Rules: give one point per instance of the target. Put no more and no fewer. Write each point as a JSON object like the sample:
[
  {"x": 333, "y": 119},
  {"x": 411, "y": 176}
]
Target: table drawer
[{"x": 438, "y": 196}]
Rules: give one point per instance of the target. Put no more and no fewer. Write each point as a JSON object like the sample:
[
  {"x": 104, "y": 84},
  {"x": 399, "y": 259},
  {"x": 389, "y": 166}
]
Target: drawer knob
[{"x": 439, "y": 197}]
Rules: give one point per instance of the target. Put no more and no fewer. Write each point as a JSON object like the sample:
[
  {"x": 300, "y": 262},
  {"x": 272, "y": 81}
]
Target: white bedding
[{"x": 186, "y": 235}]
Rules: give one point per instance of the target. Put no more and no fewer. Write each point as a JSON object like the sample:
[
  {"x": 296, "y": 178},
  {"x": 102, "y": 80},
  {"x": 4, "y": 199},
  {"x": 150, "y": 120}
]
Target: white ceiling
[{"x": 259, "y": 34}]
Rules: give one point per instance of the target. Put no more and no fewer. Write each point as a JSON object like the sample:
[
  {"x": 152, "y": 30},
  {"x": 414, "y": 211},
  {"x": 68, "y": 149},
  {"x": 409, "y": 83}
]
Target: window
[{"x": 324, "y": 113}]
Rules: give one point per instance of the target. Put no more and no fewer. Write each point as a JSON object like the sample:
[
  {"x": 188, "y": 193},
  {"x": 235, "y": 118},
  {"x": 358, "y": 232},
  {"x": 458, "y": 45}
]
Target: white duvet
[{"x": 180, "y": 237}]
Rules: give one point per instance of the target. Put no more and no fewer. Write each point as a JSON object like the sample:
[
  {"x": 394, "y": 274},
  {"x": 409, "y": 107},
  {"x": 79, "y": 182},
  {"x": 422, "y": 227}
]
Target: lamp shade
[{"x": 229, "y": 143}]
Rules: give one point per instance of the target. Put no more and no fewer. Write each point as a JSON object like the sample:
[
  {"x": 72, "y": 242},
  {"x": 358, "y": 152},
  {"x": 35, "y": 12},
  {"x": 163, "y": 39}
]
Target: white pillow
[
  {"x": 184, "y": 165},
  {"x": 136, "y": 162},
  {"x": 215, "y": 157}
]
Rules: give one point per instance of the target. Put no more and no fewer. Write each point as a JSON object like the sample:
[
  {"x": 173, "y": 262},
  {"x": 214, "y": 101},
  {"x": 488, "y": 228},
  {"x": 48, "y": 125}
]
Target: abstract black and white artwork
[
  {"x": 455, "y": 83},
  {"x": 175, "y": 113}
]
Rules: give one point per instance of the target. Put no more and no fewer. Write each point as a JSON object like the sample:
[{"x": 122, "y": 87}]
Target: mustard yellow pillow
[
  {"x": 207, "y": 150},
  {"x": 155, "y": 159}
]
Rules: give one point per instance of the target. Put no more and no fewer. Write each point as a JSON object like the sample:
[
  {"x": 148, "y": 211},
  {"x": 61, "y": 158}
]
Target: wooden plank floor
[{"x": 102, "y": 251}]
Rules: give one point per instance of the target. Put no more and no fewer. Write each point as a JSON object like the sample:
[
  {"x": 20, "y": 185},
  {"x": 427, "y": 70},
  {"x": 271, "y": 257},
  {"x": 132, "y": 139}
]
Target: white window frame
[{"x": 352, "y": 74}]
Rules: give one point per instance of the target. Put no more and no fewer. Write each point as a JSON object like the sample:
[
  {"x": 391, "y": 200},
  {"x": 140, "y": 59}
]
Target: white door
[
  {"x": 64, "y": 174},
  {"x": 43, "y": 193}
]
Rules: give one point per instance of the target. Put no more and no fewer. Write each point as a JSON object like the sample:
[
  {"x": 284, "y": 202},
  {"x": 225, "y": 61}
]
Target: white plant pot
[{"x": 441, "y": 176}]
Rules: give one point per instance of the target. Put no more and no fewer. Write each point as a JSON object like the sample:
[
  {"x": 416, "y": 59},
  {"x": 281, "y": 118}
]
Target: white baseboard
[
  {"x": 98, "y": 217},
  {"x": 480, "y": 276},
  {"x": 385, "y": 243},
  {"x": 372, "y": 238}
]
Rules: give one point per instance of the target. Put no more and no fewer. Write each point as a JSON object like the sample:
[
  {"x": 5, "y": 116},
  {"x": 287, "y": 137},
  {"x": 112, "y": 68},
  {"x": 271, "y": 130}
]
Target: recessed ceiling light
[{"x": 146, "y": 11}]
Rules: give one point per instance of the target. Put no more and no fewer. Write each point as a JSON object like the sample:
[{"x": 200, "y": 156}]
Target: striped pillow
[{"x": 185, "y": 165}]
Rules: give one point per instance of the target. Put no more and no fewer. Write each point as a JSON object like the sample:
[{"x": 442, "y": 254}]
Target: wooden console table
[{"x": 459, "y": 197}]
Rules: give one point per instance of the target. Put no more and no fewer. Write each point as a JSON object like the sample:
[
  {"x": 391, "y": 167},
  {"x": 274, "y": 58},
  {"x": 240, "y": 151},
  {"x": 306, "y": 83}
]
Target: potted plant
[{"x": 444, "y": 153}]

> [Required task] Give all the entries again exactly; leave none out.

> [Response to the exercise]
Rules: give one point per instance of the target. Put no more and no fewer. Write each point as a JSON object like the sample:
[
  {"x": 333, "y": 119},
  {"x": 411, "y": 176}
]
Target: table drawer
[{"x": 438, "y": 196}]
Rules: give one point per instance of the target. Put no more and no fewer. Write each point as a JSON object like the sample:
[
  {"x": 104, "y": 84},
  {"x": 399, "y": 259},
  {"x": 389, "y": 166}
]
Target: drawer knob
[{"x": 439, "y": 197}]
Rules: give one point per instance of the target. Put no more and no fewer. Write each point as a JSON object like the sample:
[
  {"x": 300, "y": 262},
  {"x": 272, "y": 81}
]
Target: white bedding
[{"x": 186, "y": 235}]
Rules: give one point per instance of the target. Put no more and no fewer. Write each point as a JSON object like the sample:
[
  {"x": 296, "y": 178},
  {"x": 102, "y": 80},
  {"x": 4, "y": 199},
  {"x": 150, "y": 120}
]
Target: white ceiling
[{"x": 259, "y": 34}]
Rules: give one point per instance of the target. Put no more and no fewer. Write each point as a JSON object like the sample:
[
  {"x": 152, "y": 30},
  {"x": 414, "y": 211},
  {"x": 68, "y": 149},
  {"x": 409, "y": 83}
]
Target: window
[{"x": 324, "y": 113}]
Rules: give one point per instance of the target. Put no more and no fewer. Write each point as a JSON object like the sample:
[
  {"x": 188, "y": 193},
  {"x": 235, "y": 118},
  {"x": 358, "y": 232},
  {"x": 458, "y": 45}
]
Target: white duvet
[{"x": 180, "y": 237}]
Rules: give one point per instance of the target. Put no more and no fewer. Write each point as a JSON object like the sample:
[
  {"x": 394, "y": 274},
  {"x": 409, "y": 107},
  {"x": 79, "y": 182},
  {"x": 422, "y": 227}
]
Target: lamp shade
[{"x": 229, "y": 143}]
Rules: give one point per instance of the target. Put no more and no fewer. Write each point as a JSON object like the sample:
[
  {"x": 72, "y": 242},
  {"x": 358, "y": 152},
  {"x": 35, "y": 12},
  {"x": 163, "y": 39}
]
Target: white pillow
[
  {"x": 184, "y": 165},
  {"x": 136, "y": 162},
  {"x": 215, "y": 157}
]
Rules: give one point per instance of the target. Put no more and no fewer. Write each point as a JSON object like the sample:
[
  {"x": 173, "y": 262},
  {"x": 214, "y": 101},
  {"x": 488, "y": 228},
  {"x": 48, "y": 125}
]
Target: abstract black and white artwork
[
  {"x": 455, "y": 83},
  {"x": 175, "y": 113}
]
Rules: give one point per instance of the target. Put no more and no fewer. Write each point as a JSON object like the sample:
[{"x": 122, "y": 87}]
Target: mustard yellow pillow
[
  {"x": 207, "y": 150},
  {"x": 155, "y": 159}
]
Rules: give one point per instance of the target. Put no more and no fewer. Write each point as a JSON object like the sample:
[
  {"x": 148, "y": 211},
  {"x": 61, "y": 158}
]
Target: wooden plank floor
[{"x": 102, "y": 251}]
Rules: give one point per instance of the target. Put no more and no fewer. Write each point as a JSON object like the sample:
[
  {"x": 20, "y": 185},
  {"x": 427, "y": 70},
  {"x": 271, "y": 257},
  {"x": 132, "y": 139}
]
Target: white window frame
[{"x": 352, "y": 74}]
Rules: give one point per instance of the target. Put no more and no fewer. Write each point as a JSON object like the sample:
[
  {"x": 391, "y": 200},
  {"x": 140, "y": 59}
]
Target: white door
[
  {"x": 64, "y": 174},
  {"x": 43, "y": 193}
]
Rules: give one point per instance of the target. Put no more and no fewer. Write each point as a JSON object like the sample:
[
  {"x": 284, "y": 202},
  {"x": 225, "y": 61}
]
Target: white plant pot
[{"x": 441, "y": 176}]
Rules: give one point per instance of the target. Put no more and no fewer. Write each point as a JSON object like the sample:
[
  {"x": 416, "y": 59},
  {"x": 281, "y": 118}
]
Target: white baseboard
[
  {"x": 98, "y": 217},
  {"x": 480, "y": 276},
  {"x": 385, "y": 243},
  {"x": 372, "y": 238}
]
Rules: give one point per instance of the target. Put no more and no fewer. Write each point as a JSON object like the sample:
[
  {"x": 5, "y": 116},
  {"x": 287, "y": 137},
  {"x": 112, "y": 68},
  {"x": 271, "y": 130}
]
Target: recessed ceiling light
[{"x": 146, "y": 11}]
Rules: give one point per instance of the target. Put no more and no fewer. Write each point as a JSON object like the sample:
[{"x": 200, "y": 156}]
Target: striped pillow
[{"x": 185, "y": 165}]
Rules: give one point per instance of the target. Put no more and no fewer. Write each point as a JSON object like the sample:
[{"x": 442, "y": 254}]
Target: wooden console table
[{"x": 459, "y": 197}]
Rules: give one point per instance of the target. Put no more and no fewer. Write each point as a JSON object like the sample:
[
  {"x": 391, "y": 167},
  {"x": 274, "y": 58},
  {"x": 240, "y": 151},
  {"x": 306, "y": 83}
]
Target: potted plant
[{"x": 444, "y": 153}]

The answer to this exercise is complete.